***** Recorded information *****
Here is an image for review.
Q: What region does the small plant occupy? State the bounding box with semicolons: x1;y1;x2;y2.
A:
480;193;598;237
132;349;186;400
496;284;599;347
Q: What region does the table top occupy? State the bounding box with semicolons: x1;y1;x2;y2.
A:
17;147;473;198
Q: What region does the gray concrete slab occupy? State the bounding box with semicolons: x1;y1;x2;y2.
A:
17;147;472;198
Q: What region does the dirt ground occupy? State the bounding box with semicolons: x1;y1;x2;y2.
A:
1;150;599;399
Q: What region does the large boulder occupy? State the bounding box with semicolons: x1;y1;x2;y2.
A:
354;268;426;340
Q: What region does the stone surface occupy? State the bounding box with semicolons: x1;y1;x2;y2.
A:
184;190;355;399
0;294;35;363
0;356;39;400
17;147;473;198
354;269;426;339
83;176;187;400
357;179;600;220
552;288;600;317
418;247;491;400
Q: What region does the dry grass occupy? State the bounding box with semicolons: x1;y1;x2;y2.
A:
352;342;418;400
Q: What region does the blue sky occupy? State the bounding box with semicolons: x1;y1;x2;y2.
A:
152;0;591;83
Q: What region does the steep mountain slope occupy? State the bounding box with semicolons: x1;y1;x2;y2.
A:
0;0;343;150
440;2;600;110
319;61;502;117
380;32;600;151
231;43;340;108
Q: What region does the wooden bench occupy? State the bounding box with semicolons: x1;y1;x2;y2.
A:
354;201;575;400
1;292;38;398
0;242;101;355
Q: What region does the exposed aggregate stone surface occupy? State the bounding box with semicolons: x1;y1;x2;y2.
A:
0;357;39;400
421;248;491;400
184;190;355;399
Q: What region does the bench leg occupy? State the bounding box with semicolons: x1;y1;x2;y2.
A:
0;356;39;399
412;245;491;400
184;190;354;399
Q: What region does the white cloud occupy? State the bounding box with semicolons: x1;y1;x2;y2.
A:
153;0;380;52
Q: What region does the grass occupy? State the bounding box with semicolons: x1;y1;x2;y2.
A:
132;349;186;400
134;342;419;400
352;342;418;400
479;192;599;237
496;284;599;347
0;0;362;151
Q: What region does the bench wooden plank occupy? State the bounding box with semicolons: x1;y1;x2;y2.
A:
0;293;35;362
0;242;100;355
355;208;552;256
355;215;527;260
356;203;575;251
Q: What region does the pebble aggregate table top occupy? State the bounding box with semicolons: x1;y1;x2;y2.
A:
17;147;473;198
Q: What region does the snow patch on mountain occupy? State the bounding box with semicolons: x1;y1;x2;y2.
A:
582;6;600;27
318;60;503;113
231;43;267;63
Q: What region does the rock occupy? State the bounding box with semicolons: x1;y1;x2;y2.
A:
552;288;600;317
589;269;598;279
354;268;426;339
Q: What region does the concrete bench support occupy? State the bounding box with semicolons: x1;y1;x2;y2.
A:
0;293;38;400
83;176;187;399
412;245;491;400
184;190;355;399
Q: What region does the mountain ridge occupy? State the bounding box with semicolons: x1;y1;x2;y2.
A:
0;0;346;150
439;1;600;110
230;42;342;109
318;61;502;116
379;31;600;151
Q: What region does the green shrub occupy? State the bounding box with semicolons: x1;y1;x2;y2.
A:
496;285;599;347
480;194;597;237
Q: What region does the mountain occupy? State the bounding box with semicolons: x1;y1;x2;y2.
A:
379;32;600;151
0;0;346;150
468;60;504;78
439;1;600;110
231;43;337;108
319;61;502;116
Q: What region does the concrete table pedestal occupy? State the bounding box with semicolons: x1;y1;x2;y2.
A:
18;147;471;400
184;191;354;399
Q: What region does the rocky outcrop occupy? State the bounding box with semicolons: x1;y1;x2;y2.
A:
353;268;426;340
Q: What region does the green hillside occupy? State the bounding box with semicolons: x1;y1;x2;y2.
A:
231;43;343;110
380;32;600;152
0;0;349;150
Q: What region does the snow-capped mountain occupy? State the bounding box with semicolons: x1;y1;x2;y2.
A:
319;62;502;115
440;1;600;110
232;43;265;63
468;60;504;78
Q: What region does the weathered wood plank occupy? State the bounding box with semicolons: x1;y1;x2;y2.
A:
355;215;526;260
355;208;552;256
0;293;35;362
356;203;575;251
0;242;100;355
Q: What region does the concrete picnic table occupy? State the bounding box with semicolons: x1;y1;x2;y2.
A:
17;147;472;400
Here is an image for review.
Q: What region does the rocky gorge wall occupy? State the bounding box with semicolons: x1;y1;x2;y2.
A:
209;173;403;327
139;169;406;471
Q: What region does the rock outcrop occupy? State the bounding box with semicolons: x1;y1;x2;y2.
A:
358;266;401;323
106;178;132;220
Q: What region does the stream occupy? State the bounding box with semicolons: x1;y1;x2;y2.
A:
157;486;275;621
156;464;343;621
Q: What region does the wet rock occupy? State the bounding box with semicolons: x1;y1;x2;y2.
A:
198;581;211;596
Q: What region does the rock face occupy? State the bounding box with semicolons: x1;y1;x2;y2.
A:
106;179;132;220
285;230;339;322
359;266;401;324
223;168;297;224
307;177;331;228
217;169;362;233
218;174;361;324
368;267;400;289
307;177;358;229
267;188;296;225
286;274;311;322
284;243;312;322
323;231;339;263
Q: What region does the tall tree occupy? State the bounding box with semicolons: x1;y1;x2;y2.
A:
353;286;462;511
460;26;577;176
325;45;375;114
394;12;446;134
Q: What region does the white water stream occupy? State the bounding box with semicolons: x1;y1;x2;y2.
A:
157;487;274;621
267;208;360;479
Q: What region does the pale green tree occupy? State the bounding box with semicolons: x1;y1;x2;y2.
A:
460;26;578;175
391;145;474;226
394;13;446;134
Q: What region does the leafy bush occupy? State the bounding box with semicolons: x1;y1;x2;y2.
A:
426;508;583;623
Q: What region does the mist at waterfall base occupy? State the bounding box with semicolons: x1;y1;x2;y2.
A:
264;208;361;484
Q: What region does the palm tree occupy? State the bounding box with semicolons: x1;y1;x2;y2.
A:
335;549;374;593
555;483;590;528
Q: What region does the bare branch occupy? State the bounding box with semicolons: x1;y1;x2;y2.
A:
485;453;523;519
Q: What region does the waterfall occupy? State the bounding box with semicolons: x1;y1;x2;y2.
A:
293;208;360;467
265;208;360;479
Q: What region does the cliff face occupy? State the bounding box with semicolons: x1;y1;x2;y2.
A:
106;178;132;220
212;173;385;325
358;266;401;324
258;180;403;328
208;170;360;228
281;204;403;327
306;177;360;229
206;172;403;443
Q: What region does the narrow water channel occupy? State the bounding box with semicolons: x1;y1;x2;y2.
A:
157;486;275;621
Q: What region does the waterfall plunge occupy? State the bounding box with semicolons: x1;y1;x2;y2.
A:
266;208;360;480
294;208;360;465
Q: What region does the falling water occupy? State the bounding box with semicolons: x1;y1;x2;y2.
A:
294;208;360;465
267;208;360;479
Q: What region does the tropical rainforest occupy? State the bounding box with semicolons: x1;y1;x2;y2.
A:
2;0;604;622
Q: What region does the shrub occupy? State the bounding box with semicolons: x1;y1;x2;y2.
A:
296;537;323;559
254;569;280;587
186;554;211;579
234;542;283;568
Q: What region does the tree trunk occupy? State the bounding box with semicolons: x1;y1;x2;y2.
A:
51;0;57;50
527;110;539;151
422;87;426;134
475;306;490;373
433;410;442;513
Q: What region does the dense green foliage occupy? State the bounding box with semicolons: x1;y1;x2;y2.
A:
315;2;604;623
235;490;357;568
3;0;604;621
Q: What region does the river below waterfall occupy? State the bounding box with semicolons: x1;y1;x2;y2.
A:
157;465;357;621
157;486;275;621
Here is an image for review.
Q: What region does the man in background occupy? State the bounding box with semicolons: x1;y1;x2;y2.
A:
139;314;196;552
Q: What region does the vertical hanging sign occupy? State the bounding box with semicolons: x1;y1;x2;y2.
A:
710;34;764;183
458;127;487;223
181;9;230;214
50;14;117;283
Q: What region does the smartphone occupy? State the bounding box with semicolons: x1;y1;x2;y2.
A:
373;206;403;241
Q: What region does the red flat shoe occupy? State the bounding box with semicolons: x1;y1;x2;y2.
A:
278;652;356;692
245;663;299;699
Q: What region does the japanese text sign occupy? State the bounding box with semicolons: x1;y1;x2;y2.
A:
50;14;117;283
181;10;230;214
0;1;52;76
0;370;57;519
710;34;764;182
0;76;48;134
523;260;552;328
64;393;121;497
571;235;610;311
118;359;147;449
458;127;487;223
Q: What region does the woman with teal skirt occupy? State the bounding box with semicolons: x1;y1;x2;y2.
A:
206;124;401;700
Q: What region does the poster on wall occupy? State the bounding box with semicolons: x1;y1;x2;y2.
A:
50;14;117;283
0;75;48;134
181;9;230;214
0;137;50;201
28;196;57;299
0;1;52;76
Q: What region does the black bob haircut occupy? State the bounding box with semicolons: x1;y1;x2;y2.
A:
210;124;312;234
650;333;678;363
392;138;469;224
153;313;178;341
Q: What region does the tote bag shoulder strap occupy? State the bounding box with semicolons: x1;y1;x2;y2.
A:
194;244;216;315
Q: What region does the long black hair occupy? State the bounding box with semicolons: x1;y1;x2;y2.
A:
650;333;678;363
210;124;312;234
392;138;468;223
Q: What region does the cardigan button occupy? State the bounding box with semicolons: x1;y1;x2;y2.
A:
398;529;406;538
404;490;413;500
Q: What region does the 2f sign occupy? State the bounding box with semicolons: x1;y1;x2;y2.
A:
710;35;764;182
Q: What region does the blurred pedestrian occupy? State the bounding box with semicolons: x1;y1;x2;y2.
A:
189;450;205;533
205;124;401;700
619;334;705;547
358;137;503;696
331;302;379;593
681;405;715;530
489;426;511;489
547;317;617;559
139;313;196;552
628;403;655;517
*****
Task to carry out:
Select the lines from the entries that include the word "sign".

Task output:
Q: What region does the vertical hanging sign occupy? State the bounding box with semicolons: x1;y1;x2;y2.
Q: What region does the japanese text sign occupy? State the bounding box with semicolons: x1;y1;x2;y2.
Q: What region does the 2f sign occupy? State the bounding box with semicolons: x1;y1;x2;y2.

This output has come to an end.